*Dataset excerpts on object pointing*.
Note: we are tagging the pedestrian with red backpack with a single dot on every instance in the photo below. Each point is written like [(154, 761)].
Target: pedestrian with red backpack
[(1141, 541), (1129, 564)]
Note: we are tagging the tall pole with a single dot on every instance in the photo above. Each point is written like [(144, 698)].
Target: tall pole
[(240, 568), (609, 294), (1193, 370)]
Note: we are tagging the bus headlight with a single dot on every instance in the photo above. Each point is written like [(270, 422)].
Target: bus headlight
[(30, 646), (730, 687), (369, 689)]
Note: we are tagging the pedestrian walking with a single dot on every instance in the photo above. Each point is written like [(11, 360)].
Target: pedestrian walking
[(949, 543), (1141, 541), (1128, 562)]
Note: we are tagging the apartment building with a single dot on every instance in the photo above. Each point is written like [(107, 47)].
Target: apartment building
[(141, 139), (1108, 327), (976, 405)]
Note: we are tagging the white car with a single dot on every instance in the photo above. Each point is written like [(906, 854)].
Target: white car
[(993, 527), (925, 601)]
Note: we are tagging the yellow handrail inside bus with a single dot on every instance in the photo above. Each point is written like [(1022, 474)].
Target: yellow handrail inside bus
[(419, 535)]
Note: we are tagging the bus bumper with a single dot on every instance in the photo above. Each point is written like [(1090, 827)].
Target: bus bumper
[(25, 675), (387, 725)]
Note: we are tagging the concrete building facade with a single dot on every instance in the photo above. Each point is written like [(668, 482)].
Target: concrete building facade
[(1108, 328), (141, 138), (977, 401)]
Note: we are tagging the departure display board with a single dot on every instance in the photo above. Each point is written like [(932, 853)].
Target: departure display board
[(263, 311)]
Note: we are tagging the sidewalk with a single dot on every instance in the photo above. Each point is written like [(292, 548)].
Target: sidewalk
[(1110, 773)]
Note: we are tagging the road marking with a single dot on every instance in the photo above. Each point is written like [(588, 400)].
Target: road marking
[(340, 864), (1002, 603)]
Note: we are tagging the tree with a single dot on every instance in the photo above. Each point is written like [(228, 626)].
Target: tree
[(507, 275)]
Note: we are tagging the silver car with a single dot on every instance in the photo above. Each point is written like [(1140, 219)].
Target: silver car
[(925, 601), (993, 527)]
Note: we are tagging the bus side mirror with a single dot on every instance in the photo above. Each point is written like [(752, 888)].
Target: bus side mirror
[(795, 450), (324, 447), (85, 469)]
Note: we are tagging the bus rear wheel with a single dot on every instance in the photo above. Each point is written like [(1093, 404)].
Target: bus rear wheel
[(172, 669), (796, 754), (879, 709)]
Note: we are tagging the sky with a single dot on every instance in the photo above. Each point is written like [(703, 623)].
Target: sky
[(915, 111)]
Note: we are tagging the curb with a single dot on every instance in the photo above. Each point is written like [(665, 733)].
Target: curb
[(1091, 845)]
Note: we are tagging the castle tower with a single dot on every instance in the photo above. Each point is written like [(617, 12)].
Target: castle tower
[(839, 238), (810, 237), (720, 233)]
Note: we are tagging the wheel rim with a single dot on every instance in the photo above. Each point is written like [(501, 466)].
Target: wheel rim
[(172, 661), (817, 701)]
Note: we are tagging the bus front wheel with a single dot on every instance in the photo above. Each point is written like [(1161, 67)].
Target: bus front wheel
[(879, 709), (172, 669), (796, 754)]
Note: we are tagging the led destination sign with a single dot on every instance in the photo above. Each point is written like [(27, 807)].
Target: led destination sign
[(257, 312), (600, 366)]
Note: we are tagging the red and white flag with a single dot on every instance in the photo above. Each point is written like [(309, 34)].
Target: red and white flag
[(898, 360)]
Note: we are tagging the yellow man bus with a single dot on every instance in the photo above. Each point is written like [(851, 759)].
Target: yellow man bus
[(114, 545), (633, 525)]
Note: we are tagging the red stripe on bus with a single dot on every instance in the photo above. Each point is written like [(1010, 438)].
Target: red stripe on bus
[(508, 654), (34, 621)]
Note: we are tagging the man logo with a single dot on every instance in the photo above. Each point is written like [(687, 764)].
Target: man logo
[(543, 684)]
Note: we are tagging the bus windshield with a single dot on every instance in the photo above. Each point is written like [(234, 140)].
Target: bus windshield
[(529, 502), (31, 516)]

*Set exercise*.
Convert the material from its start through the line holding "[(141, 139), (1108, 327), (976, 405)]", inclusive, into a two-column CSV with the headers text and answer. Place each text beside the answer that follows it, quote every field, and replace line breaks with spaces.

*Result*.
text,answer
"Note: we are tagging the pedestrian with red backpack with a single dot on every instance in the photo below. Each point is written like [(154, 761)]. Target: pedestrian with red backpack","[(1141, 541), (1129, 564)]"
"Note: we are tagging the tall pole with a single dot on every instance in the photo above. Each point is written like [(144, 698)]. Target: tall pole","[(240, 568), (609, 294), (1193, 370)]"
"Note: we are tagging the bus headlight with a single dot on every instance in the photo above. Each point is written like [(270, 422)]. Target: bus headlight","[(30, 646), (730, 687), (369, 689)]"
"Note: we are tagging the pedestrian walking with a single dot on every instance in the photo above. Each point is written like [(11, 360)]. Target: pedestrian walking","[(949, 543), (1141, 541), (1128, 562)]"
"Note: we are tagging the apartment building with a single dot on every instance in the photo above. Each point is written like [(107, 47)]. Target: apartment building","[(141, 139), (1108, 327), (976, 405)]"